__Set problem__
Give the lines of the records below as a JSON list of strings, one string per line and no blank lines. Begin at the line that contains "on the concrete" and continue through the end of the records.
[start of Exercise materials]
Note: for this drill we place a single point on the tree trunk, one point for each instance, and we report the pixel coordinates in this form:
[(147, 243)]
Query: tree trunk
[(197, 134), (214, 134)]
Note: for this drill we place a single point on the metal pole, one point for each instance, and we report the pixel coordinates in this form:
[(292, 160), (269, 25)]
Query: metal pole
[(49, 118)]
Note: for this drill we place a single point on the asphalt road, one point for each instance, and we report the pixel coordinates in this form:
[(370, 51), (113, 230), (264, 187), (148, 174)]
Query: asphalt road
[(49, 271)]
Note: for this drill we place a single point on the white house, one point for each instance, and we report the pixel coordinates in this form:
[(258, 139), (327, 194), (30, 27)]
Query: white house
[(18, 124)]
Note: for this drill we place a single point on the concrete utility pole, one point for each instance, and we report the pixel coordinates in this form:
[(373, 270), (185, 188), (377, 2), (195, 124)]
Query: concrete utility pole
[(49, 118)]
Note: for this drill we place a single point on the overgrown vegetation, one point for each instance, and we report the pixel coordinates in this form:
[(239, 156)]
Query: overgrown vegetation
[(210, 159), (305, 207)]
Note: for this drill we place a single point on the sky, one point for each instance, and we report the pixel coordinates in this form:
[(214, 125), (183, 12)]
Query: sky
[end of Exercise materials]
__Solution to this problem__
[
  "Note: for this drill we place a single point on the concrete utility pole, one point for each instance, and we report the pixel coordinates in this form:",
  "[(373, 270), (185, 188), (377, 2), (195, 124)]",
  "Query: concrete utility pole",
  "[(49, 118)]",
  "Note: for this drill we place a single point on the overgrown vegetation, one point for each instance, and we report the pixel coordinates in this form:",
  "[(239, 156)]",
  "Query: overgrown vegetation",
  "[(210, 159), (305, 207)]",
  "Note: for this drill we place a single point on the sky, one point for each instance, and we report the pixel coordinates in this form:",
  "[(214, 125), (183, 12)]",
  "Query: sky"
]